▶ **Provided passage**:
▼▼▼

Biira Udear Co Ltd v Commissioner General Uganda Revenue Authority (HCCS 400 of 2015) [2018] UGCommC 75 (20 August 2018)
Full Case Text
### THE REPUBLIC OF UGANDA
# IN THE HIGH COURT OF UGANDA AT KAMPALA
(COMMERCIAL DIVISION) HCCS NO. 400 OF 2015 BIIRA UDEAR CO. LTD :::::::::::::::::::::::::::::::::::
#### **VERSUS**
# **COMMISSIONER GENERAL UGANDA REVENUE** AUTHORITY::::::::::::::::::::::::::::::::::::
### BEFORE: THE HON. JUSTICE DAVID WANGUTUSI
#### **JUDGMENT:**
The Plaintiff Biira Udear Company Limited sued the Commissioner General Uganda Revenue Authority referred to herein as the Defendant for the following declarations;
- a) That the Value Added Tax assessments issued on account of the supply of coffee husks and palm kernel to Hima Cement Limited against the Plaintiff was illegal. - b) That the tax collection enforcement measures invoked by the Defendant were unlawful.

▲▲▲

▶ **Stored data**:
▼▼▼

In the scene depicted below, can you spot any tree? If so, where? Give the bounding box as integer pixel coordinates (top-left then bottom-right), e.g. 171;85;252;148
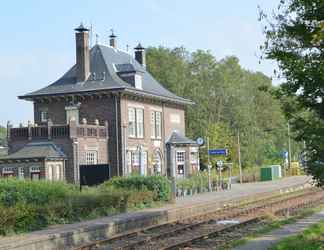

▲▲▲

▶ **Exercises to complete**:
• 1. According to the court judgment, which judge heard the case?
• 2. List each company, court, and government agency named in the court judgment.
• 3. Transcribe the court judgment word for word, from "Biira Udear Co Ltd" to "Defendant were unlawful.".

▶ **Answers below**:
• 1. The Hon. Justice David Wangutusi.

• 2.
- Biira Udear Company Limited
- Uganda Revenue Authority
- Hima Cement Limited
- High Court of Uganda at Kampala (Commercial Division)

• 3.
Biira Udear Co Ltd v Commissioner General Uganda Revenue Authority (HCCS 400 of 2015) [2018] UGCommC 75 (20 August 2018)
Full Case Text
### THE REPUBLIC OF UGANDA
# IN THE HIGH COURT OF UGANDA AT KAMPALA
(COMMERCIAL DIVISION) HCCS NO. 400 OF 2015 BIIRA UDEAR CO. LTD :::::::::::::::::::::::::::::::::::
#### **VERSUS**
# **COMMISSIONER GENERAL UGANDA REVENUE** AUTHORITY::::::::::::::::::::::::::::::::::::
### BEFORE: THE HON. JUSTICE DAVID WANGUTUSI
#### **JUDGMENT:**
The Plaintiff Biira Udear Company Limited sued the Commissioner General Uganda Revenue Authority referred to herein as the Defendant for the following declarations;
- a) That the Value Added Tax assessments issued on account of the supply of coffee husks and palm kernel to Hima Cement Limited against the Plaintiff was illegal. - b) That the tax collection enforcement measures invoked by the Defendant were unlawful.